__RECORDS PROVIDED__
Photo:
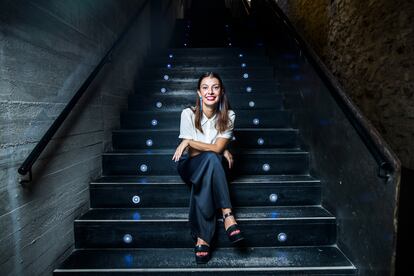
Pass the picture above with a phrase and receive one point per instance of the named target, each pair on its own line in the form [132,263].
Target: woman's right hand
[180,149]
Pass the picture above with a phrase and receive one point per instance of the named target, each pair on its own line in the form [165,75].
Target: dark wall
[368,46]
[47,49]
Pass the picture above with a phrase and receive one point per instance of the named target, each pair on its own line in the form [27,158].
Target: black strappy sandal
[202,248]
[235,237]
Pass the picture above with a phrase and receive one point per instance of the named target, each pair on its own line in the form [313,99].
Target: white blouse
[189,131]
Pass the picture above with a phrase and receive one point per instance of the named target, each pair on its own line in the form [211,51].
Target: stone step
[162,191]
[159,162]
[309,260]
[259,118]
[168,138]
[168,227]
[178,100]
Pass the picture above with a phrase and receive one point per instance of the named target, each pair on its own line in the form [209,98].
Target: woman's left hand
[229,157]
[180,149]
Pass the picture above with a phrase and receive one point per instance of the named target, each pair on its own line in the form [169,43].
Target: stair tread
[176,179]
[178,129]
[291,259]
[181,213]
[171,151]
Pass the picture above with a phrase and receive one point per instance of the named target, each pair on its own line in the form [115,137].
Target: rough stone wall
[47,49]
[369,47]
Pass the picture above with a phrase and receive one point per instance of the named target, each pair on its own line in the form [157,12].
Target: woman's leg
[209,191]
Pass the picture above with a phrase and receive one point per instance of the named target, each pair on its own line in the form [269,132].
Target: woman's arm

__EXERCISE PROMPT__
Please reproduce the records word for word, starting with the line that contains "the form [27,158]." and going on through the end of the records.

__SOLUTION BELOW__
Pass the picture above with a phrase and receive one point per instance of the named target, each pair on its own line in the form [27,158].
Target: black strappy sandal
[202,248]
[235,237]
Pass the picture above with a phrase and receive one point per instance of the named target, each pair on its own line in the form [313,99].
Target: white blouse
[189,131]
Pass the picture above with a phrase and receive one point per instance of the named target, each pair on its own line in the form [211,51].
Target: stone step
[162,191]
[159,162]
[309,260]
[259,118]
[168,138]
[168,227]
[178,100]
Pass the picture above with a phrase and receive one point per instance of the named target, each pair on its own line in the form [209,98].
Target: woman's left hand
[229,157]
[180,149]
Pass the picture above with a phrase and receive one point per instance of the named target, each pair on its own line in the form [169,43].
Target: stair tread
[176,179]
[178,129]
[291,259]
[181,213]
[171,151]
Pass the picture above with a phrase and receive one point per instance of the named target, each pair on its own line in the form [115,137].
Target: rough stone wall
[47,49]
[369,47]
Pass the picture above with a phrase and receive one point per instance of the named target, each pair on its own line in the form [157,12].
Target: woman's leg
[209,191]
Pass the picture above with a phrase and receive one point per instance of the named target, each pair on its own line in the form [269,132].
Target: woman's arm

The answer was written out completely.